START TASK INPUTS
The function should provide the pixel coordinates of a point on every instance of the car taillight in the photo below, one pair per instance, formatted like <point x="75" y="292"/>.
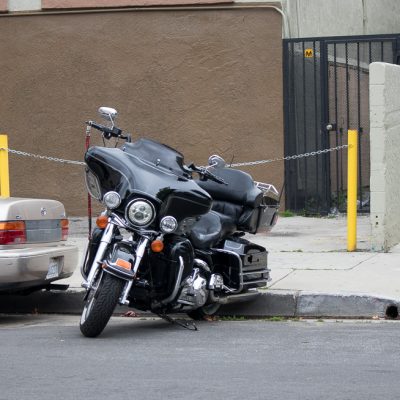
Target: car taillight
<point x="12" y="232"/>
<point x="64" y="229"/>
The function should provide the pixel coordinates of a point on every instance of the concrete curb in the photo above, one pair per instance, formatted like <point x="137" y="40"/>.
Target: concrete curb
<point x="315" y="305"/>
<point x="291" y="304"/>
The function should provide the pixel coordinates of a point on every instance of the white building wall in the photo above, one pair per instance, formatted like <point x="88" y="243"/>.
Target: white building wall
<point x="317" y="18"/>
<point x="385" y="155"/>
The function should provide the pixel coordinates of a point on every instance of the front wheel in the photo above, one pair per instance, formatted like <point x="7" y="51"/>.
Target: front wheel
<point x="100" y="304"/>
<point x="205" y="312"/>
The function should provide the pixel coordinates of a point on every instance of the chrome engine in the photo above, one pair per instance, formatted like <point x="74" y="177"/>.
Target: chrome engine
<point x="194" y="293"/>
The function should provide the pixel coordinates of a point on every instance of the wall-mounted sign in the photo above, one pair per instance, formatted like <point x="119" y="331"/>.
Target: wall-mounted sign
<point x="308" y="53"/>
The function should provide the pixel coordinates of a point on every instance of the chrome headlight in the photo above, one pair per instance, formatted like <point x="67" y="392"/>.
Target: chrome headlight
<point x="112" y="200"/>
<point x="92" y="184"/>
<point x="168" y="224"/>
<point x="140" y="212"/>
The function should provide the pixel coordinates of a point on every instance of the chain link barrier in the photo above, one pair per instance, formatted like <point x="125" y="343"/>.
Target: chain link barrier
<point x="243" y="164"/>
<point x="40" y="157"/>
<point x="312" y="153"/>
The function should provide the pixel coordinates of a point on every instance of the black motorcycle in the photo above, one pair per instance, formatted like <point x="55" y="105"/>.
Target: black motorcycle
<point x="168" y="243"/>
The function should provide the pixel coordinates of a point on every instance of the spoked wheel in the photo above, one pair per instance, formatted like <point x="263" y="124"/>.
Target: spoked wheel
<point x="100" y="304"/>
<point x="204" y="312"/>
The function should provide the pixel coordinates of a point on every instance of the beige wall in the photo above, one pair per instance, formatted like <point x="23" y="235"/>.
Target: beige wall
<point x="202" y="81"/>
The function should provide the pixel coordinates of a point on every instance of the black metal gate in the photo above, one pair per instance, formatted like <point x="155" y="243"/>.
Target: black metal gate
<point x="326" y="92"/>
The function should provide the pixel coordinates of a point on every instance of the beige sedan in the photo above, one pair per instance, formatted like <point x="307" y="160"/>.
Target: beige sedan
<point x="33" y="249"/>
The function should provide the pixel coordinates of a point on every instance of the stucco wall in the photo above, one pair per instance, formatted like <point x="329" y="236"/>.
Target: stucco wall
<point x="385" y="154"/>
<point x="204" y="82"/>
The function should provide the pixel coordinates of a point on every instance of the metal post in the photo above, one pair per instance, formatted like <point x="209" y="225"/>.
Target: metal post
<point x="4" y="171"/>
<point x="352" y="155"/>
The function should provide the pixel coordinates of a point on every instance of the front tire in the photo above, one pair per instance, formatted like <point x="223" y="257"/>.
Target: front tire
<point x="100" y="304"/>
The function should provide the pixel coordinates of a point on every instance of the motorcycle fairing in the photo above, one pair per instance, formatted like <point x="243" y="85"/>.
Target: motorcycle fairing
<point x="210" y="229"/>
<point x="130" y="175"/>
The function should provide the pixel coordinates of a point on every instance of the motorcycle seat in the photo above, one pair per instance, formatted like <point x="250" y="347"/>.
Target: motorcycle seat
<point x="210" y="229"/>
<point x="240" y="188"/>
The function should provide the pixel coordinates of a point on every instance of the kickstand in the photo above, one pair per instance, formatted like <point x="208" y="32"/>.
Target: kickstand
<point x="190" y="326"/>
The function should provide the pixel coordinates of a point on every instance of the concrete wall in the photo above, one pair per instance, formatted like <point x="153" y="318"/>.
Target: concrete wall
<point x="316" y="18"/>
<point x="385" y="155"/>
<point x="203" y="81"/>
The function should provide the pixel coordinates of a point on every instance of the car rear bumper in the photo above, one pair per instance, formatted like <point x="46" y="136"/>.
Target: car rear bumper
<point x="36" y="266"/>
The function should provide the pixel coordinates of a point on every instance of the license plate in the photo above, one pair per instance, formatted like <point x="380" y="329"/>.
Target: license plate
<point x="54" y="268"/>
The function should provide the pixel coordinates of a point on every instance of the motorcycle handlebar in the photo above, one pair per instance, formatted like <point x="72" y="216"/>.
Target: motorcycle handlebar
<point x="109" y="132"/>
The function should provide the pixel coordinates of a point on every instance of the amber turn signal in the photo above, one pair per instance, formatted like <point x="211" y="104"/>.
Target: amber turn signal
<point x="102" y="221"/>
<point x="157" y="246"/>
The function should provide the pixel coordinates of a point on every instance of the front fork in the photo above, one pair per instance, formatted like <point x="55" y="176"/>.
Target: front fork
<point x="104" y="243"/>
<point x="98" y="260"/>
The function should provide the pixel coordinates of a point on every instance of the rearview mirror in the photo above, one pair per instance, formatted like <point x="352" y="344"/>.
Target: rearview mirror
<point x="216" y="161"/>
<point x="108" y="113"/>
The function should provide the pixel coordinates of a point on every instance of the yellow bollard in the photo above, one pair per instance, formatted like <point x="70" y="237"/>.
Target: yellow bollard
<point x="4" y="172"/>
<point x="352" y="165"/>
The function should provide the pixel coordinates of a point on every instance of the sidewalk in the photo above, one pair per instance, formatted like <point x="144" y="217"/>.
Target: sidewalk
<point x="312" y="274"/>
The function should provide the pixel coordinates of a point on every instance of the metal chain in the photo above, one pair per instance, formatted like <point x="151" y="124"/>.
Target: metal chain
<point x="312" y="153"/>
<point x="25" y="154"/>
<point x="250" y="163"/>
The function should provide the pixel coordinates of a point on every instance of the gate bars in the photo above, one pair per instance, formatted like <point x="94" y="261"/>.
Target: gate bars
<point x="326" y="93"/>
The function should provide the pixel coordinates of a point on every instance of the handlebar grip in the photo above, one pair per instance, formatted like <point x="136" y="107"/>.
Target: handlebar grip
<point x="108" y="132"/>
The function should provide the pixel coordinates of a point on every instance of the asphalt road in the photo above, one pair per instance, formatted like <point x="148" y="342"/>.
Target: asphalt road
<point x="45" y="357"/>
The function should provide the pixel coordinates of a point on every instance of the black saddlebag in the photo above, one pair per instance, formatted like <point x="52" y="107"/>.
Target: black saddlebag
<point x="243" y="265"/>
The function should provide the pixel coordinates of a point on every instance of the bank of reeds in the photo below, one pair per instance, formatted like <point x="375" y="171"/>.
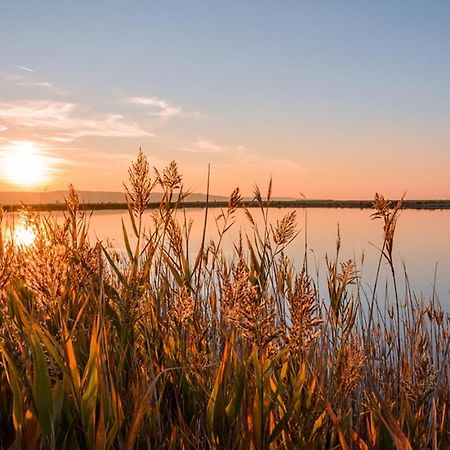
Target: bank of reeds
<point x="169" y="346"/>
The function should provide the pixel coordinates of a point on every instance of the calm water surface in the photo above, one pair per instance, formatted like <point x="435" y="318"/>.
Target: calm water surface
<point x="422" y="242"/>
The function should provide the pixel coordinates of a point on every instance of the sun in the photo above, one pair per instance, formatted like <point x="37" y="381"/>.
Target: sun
END TASK INPUTS
Please retype, exactly as they appear, the lines from the one with "Target: yellow bollard" through the final line of the material, both included, and drop any pictures.

* [YOUR SOLUTION]
Target: yellow bollard
<point x="4" y="172"/>
<point x="352" y="165"/>
The function should provide the pixel coordinates of a point on every instance of the sidewalk in the photo above, one pair per instance, formatted like <point x="144" y="217"/>.
Target: sidewalk
<point x="312" y="274"/>
The function should provide the pixel coordinates of a point on every instance of the metal chain in the photo above, one pair per instance, formatted like <point x="151" y="124"/>.
Target: metal chain
<point x="312" y="153"/>
<point x="25" y="154"/>
<point x="250" y="163"/>
The function should provide the pixel coordinates of a point on every instance of the gate bars in the photo above, one pair per instance, formatted like <point x="94" y="261"/>.
Target: gate bars
<point x="326" y="93"/>
The function should provide the pixel coordinates of a point on every instance of the handlebar grip in the photo above, one pair per instance, formatted like <point x="136" y="107"/>.
Target: handlebar grip
<point x="108" y="132"/>
The function should provide the pixel coordinates of a point on every instance of the asphalt road in the photo above, one pair per instance, formatted like <point x="148" y="342"/>.
Target: asphalt road
<point x="45" y="357"/>
The function should provide the pixel coordinates of a point on every instance of the black saddlebag in the photo above, one pair per instance, formatted like <point x="52" y="107"/>.
Target: black saddlebag
<point x="243" y="265"/>
The function should provide the pixel coordinates of a point on every instance of the bank of reeds in the photo below, one pair per instance, formatted like <point x="375" y="171"/>.
Target: bank of reeds
<point x="169" y="346"/>
The function should provide the pixel coordinates of a point on every instance of the calm water surface in the photo above, one pair per instance, formatted like <point x="435" y="318"/>.
Target: calm water surface
<point x="422" y="242"/>
The function should provide the pixel coordinates of a point on every instance of the sun in the photo above, one pair per instance, formatted like <point x="37" y="381"/>.
Target: sun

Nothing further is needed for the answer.